__PROBLEMS TO SOLVE__.
1. In the sermon on Matthew 9:1-8, why is Jesus' question about which is easier to say described as two-edged? Answer in one to three sentences.
2. For each statement, say whether it agrees with the sermon on Matthew 9:1-8, giving yes or no and the deciding words of the sermon: (a) The sermon answers Jesus' question with "Both." (b) The scribes accused Jesus of blasphemy because He failed to perform a miracle. (c) The sermon is dated October 7, 2018.
3. Reproduce the passage of the sermon on Matthew 9:1-8 from "Bethlehem Lutheran &" to "through human touch?".

Nineteenth Sunday after Trinity (Matthew 9:1-8)

Bethlehem Lutheran & Bethel Lutheran Church, Lebanon & Sweet Home, OR

Nineteenth Sunday after Trinity + October 7, 2018

Text: Matthew 9:1-8

So, which is it?  Which is easier to say, “Your sins are forgiven” or “Rise and walk”?

Jesus leaves us with this two-edged question, because if we say it’s easier to forgive sins, then we risk thinking too little of what that forgiveness cost. If we say it’s easier to say rise and walk, then we might wonder why God doesn’t seem more active in the world for good.

Which is easier?  The answer to the question is “Both.”  God is able to do all things, but the thing that scandalized the scribes and led them to accuse Jesus of blasphemy, is that God was doing His work the “wrong” way.  How could God put His powerful Word on the lips of a man?  How could God perform miracles through human touch?

But this is the mystery of our faith, that God does do these great wonders, and through a Man, Jesus, who is the Son of God.  That fact is the difference between the Christian faith and all man-made religions: God brings salvation through human flesh, we come to know God and His will through His Son, and that the way to paradise and eternal life is a gift which is ours by faith in the merit and works of Jesus alone.

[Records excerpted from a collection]
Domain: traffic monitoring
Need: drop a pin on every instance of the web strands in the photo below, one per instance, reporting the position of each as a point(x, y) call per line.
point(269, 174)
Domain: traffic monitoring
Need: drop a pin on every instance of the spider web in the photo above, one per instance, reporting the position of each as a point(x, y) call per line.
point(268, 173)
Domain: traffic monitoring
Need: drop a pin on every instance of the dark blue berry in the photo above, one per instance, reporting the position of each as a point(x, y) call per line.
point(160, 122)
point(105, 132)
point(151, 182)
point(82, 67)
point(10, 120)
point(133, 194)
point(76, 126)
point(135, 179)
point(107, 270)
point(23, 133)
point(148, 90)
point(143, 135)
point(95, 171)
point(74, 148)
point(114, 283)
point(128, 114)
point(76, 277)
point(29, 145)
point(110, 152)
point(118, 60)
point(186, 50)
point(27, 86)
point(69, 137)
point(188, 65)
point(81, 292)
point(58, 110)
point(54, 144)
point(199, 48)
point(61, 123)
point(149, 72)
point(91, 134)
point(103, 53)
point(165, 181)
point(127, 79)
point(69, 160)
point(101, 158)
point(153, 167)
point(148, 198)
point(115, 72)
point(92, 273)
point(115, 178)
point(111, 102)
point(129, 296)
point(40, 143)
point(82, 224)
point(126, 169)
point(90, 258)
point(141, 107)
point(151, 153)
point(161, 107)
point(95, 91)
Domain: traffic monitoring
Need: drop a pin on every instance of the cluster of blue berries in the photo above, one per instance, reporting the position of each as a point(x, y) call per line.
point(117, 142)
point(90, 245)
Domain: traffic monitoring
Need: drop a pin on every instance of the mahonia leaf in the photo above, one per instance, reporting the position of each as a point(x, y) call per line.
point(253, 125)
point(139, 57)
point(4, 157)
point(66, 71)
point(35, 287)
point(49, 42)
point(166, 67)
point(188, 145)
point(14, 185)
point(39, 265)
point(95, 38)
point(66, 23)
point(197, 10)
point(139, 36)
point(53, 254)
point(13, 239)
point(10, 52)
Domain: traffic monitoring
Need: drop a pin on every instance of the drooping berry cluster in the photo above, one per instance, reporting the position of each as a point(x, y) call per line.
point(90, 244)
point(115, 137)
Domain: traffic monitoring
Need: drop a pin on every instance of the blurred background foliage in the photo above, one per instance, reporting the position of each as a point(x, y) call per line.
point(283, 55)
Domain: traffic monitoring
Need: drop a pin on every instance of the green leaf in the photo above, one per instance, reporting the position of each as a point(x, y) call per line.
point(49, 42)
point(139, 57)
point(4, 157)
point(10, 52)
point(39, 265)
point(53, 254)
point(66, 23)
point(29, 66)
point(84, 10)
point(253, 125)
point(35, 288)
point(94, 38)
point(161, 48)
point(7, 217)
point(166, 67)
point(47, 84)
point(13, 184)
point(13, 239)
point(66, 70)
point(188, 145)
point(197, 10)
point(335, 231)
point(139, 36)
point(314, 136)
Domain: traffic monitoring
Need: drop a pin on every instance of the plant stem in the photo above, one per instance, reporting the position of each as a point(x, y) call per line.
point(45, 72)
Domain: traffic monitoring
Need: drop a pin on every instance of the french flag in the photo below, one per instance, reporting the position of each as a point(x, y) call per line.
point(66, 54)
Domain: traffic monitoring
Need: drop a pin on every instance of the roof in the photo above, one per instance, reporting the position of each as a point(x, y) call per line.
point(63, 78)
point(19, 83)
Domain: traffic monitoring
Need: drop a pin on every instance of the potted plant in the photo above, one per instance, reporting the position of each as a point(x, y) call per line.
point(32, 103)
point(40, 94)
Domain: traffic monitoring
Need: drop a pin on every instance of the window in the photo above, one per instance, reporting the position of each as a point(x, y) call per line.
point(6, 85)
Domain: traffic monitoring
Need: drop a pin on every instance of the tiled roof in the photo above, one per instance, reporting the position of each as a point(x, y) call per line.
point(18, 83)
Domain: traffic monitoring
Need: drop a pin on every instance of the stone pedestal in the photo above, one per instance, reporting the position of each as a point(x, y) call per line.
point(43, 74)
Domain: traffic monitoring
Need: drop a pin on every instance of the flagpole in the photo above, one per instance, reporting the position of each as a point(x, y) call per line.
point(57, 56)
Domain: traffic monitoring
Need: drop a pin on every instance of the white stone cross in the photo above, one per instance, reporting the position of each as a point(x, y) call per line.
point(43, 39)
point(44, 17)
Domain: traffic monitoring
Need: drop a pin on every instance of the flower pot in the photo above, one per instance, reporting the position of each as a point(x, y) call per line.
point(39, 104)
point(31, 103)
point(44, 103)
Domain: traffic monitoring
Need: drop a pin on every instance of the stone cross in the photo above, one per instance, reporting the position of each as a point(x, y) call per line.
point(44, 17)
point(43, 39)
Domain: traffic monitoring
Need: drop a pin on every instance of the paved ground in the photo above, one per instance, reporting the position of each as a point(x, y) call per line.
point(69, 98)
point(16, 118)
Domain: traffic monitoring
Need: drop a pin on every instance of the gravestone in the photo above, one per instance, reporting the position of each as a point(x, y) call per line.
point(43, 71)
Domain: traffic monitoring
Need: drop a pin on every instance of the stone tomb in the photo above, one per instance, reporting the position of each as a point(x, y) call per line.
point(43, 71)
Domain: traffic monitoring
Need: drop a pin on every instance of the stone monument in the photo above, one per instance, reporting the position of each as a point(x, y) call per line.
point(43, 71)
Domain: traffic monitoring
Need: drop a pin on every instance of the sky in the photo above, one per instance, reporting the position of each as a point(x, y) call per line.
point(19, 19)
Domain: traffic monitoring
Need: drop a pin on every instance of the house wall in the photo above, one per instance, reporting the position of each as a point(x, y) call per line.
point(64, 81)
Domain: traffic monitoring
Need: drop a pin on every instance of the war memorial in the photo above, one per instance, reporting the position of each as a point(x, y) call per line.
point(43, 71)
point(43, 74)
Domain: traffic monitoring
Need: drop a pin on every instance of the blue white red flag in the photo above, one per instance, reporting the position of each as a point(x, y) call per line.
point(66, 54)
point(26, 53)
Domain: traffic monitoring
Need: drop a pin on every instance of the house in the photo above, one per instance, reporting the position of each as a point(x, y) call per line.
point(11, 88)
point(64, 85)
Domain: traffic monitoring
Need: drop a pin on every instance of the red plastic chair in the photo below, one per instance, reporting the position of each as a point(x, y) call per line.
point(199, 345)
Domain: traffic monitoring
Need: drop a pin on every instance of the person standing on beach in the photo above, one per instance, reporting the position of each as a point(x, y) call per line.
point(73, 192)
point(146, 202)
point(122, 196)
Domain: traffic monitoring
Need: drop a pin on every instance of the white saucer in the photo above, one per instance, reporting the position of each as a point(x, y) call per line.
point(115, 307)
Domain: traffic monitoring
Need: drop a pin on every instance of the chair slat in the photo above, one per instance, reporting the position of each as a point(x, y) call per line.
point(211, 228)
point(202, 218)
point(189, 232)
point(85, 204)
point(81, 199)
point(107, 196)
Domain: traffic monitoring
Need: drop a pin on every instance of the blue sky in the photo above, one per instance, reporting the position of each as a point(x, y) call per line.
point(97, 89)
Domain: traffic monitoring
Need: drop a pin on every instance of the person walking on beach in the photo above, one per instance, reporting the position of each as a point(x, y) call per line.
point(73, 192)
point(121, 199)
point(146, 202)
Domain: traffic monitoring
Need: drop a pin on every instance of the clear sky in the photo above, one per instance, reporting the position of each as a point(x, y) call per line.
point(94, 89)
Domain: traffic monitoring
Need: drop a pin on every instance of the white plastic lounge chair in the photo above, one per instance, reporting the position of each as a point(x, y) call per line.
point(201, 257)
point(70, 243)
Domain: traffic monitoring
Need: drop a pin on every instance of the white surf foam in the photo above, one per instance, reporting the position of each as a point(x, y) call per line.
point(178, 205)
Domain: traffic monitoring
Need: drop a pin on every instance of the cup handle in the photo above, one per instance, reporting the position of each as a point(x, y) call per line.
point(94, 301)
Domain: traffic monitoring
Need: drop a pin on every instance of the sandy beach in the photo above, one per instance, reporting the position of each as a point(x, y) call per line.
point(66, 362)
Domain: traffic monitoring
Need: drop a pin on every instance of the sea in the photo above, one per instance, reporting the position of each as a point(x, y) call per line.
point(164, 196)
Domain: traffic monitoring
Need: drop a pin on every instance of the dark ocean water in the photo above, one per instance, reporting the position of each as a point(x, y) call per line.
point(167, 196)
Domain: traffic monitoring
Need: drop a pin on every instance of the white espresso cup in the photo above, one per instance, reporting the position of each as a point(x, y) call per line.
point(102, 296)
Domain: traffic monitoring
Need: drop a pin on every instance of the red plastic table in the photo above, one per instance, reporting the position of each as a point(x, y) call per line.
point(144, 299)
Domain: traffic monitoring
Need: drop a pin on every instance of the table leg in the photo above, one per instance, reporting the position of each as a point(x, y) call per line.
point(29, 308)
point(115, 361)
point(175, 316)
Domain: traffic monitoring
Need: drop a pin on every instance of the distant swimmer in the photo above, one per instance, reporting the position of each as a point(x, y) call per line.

---

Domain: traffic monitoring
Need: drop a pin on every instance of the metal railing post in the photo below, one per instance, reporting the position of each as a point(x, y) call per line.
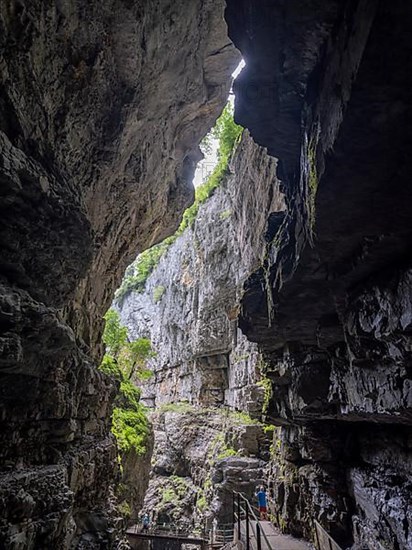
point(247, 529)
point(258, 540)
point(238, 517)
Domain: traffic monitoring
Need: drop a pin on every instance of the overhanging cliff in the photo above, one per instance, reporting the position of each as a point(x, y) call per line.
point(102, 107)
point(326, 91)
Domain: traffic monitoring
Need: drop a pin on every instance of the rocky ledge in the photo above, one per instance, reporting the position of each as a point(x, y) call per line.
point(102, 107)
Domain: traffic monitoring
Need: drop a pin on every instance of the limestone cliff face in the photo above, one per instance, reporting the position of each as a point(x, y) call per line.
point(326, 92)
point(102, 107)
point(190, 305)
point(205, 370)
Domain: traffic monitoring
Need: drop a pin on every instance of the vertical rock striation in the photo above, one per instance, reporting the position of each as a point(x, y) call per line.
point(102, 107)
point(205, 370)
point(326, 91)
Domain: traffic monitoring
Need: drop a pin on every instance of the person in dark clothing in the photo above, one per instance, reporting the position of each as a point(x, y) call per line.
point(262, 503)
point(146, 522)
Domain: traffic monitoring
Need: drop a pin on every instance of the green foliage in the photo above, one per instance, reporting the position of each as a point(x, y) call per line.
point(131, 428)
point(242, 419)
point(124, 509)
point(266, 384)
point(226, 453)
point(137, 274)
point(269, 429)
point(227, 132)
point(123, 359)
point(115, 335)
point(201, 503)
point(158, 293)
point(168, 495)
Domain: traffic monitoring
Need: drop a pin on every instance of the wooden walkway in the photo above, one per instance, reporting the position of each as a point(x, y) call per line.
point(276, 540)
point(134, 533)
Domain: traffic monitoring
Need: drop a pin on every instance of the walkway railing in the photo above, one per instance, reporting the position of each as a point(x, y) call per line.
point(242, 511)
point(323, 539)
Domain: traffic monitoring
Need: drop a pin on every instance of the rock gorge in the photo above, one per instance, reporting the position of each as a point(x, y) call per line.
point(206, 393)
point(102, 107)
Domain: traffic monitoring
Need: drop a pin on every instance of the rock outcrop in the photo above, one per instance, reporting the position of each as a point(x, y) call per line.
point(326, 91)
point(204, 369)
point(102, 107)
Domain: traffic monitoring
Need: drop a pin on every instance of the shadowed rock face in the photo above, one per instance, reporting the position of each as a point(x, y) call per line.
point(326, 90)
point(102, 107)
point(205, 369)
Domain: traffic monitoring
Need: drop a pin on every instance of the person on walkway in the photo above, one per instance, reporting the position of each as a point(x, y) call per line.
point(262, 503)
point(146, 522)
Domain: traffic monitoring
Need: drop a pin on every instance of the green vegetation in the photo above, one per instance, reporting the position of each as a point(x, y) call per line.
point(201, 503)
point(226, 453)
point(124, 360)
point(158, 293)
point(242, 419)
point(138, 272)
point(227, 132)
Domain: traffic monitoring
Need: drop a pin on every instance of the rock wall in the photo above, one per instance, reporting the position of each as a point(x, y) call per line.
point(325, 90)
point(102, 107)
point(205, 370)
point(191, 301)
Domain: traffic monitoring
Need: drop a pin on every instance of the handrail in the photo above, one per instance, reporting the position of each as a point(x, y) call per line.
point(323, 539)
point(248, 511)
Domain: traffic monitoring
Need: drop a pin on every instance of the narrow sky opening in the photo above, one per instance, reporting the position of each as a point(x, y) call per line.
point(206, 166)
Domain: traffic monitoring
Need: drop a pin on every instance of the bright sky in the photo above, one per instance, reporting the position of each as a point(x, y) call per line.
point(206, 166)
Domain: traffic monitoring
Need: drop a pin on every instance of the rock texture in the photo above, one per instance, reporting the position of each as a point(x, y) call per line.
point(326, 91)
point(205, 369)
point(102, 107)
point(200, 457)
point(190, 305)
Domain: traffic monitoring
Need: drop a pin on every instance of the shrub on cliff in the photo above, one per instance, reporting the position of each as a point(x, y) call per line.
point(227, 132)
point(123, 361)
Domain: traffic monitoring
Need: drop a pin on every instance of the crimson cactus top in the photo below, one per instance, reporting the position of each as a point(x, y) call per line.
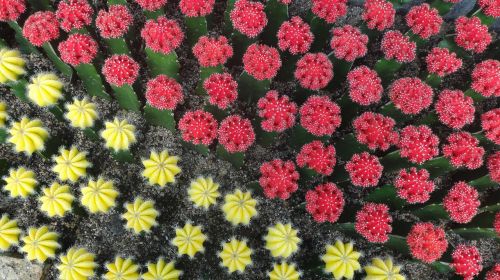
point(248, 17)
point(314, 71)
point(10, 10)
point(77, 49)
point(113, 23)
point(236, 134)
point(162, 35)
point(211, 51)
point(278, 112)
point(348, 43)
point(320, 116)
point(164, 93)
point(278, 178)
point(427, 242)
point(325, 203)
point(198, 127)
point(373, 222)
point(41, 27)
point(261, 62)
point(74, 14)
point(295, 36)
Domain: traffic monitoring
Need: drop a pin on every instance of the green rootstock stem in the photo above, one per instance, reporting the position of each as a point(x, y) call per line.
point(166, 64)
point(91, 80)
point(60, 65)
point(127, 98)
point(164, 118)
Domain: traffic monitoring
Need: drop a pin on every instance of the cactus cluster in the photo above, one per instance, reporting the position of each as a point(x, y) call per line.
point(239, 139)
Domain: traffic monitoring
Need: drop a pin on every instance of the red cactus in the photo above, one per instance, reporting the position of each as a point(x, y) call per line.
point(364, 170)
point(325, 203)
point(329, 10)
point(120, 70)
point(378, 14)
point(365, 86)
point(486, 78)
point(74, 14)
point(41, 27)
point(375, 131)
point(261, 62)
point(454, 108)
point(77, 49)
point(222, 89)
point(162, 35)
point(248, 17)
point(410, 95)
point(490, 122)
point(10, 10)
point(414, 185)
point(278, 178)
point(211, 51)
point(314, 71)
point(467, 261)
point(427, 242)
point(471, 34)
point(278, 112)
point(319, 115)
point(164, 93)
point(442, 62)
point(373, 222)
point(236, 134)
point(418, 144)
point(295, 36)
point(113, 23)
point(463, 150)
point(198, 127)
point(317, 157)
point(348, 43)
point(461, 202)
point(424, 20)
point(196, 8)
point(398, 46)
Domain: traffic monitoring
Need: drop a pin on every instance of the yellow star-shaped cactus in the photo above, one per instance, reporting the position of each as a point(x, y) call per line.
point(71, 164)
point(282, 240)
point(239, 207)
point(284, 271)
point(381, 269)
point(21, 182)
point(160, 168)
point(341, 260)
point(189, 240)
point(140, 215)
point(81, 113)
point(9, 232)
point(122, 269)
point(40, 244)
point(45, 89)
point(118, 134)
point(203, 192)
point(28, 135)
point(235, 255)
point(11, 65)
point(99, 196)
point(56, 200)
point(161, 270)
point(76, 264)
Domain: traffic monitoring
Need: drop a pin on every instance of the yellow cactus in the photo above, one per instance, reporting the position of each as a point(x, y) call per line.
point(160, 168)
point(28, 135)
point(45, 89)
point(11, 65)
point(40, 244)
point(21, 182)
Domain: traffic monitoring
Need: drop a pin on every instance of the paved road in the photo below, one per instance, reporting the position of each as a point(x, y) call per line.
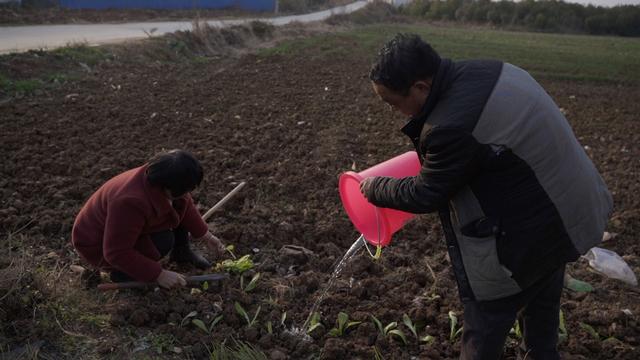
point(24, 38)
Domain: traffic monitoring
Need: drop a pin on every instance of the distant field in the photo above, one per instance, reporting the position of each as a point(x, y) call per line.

__SOLUTIONS TO EACH TASK__.
1. If we say it is easier to forgive sins, we risk thinking too little of what that forgiveness cost. If we say it is easier to say "rise and walk," we might wonder why God does not seem more active in the world for good.

2.
(a) Yes: "The answer to the question is “Both.”"
(b) No: "the thing that scandalized the scribes and led them to accuse Jesus of blasphemy, is that God was doing His work the “wrong” way"
(c) Yes: "Nineteenth Sunday after Trinity + October 7, 2018"

3.
Bethlehem Lutheran & Bethel Lutheran Church, Lebanon & Sweet Home, OR

Nineteenth Sunday after Trinity + October 7, 2018

Text: Matthew 9:1-8

So, which is it?  Which is easier to say, “Your sins are forgiven” or “Rise and walk”?

Jesus leaves us with this two-edged question, because if we say it’s easier to forgive sins, then we risk thinking too little of what that forgiveness cost. If we say it’s easier to say rise and walk, then we might wonder why God doesn’t seem more active in the world for good.

Which is easier?  The answer to the question is “Both.”  God is able to do all things, but the thing that scandalized the scribes and led them to accuse Jesus of blasphemy, is that God was doing His work the “wrong” way.  How could God put His powerful Word on the lips of a man?  How could God perform miracles through human touch?